Coordinate labeling data:
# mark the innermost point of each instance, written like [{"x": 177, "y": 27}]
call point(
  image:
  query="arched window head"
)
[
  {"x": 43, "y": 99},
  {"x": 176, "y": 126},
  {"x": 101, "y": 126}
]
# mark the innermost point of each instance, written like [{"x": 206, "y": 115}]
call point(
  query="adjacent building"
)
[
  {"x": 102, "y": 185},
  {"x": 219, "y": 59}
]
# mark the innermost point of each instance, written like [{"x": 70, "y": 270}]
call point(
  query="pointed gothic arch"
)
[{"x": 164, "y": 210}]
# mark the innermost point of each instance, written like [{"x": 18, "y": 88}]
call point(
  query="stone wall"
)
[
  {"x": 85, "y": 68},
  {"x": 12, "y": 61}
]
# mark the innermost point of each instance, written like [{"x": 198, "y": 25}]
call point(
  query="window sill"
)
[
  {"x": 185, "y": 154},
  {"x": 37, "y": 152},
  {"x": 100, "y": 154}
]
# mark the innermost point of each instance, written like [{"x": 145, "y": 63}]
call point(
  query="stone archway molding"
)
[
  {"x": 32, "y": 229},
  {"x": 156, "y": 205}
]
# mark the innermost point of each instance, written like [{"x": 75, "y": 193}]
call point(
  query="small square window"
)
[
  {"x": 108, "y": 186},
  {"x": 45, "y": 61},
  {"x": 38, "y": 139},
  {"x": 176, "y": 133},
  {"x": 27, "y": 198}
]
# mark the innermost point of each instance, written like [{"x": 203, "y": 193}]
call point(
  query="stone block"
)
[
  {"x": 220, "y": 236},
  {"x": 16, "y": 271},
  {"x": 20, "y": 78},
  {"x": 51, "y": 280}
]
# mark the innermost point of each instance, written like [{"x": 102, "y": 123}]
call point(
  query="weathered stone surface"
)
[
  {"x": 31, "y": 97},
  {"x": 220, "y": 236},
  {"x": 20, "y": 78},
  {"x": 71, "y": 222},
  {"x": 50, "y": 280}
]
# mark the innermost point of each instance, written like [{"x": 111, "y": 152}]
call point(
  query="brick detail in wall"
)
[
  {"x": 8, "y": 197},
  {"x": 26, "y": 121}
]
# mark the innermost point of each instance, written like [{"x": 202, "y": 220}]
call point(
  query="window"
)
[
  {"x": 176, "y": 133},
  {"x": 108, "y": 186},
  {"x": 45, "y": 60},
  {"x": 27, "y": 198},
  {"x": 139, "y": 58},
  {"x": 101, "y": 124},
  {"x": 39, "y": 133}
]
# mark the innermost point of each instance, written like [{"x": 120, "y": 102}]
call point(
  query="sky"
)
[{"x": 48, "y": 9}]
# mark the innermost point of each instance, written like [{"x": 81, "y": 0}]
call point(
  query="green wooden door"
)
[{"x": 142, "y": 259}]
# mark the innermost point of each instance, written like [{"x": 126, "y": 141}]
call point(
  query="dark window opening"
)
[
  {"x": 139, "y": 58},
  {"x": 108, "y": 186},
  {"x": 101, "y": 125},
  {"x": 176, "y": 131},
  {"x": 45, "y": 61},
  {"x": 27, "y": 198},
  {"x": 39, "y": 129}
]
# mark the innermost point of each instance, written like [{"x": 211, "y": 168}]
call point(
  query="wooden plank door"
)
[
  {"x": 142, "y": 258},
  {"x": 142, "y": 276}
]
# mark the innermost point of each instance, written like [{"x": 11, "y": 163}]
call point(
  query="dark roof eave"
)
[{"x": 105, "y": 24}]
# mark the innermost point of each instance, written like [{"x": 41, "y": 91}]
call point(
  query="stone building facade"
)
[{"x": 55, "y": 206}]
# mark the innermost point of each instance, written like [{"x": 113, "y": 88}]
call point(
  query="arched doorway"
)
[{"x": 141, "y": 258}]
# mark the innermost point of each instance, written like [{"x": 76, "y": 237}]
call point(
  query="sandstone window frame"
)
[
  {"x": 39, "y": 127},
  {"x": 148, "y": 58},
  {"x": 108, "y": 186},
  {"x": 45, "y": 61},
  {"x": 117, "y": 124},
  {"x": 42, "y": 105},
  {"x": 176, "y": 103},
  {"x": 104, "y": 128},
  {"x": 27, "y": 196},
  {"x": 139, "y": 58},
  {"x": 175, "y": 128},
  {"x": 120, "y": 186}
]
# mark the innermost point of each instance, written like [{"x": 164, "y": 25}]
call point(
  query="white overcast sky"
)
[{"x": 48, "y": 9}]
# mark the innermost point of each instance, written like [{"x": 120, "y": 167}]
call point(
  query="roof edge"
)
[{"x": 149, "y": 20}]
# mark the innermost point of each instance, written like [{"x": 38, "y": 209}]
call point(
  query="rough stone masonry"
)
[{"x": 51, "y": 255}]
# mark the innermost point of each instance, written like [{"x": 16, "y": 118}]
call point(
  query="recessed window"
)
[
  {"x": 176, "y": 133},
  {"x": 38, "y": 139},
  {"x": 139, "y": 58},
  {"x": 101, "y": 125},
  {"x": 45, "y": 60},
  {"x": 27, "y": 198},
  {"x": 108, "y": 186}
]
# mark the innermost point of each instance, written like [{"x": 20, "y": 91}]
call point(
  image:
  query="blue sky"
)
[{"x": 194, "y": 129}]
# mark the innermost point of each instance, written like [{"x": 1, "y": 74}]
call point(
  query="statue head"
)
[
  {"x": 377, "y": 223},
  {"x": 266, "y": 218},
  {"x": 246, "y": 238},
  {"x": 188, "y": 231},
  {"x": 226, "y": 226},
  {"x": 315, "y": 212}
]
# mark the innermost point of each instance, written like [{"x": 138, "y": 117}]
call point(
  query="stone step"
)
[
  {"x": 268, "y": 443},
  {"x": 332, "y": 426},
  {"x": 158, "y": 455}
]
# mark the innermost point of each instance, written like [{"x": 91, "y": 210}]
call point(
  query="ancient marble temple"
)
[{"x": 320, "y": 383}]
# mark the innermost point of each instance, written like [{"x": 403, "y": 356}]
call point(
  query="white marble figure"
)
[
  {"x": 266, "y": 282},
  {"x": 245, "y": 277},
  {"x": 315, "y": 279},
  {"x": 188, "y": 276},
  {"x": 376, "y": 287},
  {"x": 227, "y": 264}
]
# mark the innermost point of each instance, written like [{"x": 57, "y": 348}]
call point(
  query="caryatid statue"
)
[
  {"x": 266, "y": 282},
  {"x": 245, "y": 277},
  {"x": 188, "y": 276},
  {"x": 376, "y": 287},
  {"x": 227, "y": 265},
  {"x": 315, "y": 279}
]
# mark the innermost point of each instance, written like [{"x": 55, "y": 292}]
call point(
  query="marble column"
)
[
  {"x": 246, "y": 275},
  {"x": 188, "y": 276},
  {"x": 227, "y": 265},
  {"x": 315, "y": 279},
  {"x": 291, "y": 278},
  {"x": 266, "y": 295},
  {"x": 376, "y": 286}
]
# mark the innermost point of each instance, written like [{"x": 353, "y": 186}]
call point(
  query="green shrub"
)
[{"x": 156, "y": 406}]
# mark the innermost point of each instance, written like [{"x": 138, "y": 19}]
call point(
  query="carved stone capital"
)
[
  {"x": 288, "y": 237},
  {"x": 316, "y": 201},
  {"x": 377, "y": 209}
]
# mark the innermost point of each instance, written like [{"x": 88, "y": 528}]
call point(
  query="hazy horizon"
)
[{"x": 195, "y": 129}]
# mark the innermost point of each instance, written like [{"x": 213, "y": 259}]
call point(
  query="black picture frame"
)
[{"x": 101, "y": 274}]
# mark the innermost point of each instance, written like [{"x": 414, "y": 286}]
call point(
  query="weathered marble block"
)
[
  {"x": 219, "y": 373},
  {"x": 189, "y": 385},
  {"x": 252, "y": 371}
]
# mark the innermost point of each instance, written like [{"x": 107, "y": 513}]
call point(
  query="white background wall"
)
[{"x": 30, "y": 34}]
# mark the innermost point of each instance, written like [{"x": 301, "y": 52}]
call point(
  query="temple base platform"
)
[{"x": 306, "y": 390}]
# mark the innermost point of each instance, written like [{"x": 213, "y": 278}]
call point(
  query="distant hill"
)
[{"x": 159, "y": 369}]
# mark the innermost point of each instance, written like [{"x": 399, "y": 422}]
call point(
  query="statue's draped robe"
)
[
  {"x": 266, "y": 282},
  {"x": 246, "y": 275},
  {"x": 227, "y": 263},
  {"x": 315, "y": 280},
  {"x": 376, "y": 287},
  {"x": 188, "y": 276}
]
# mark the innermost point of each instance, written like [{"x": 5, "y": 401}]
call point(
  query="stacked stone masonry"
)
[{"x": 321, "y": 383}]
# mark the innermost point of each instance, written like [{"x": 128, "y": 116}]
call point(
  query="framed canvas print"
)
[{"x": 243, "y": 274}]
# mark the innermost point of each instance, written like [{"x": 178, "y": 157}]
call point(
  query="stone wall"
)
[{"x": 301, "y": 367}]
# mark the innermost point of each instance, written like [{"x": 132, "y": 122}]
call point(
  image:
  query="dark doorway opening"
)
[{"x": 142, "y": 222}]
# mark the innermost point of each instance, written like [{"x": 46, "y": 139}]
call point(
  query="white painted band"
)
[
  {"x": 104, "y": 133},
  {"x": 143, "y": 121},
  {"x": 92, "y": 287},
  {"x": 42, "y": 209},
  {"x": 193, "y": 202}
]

_Requirement_
Count how many lines of the records above contain the string "temple", treating uppercase and lowercase as different, and reply with that number alone.

_Exercise response_
2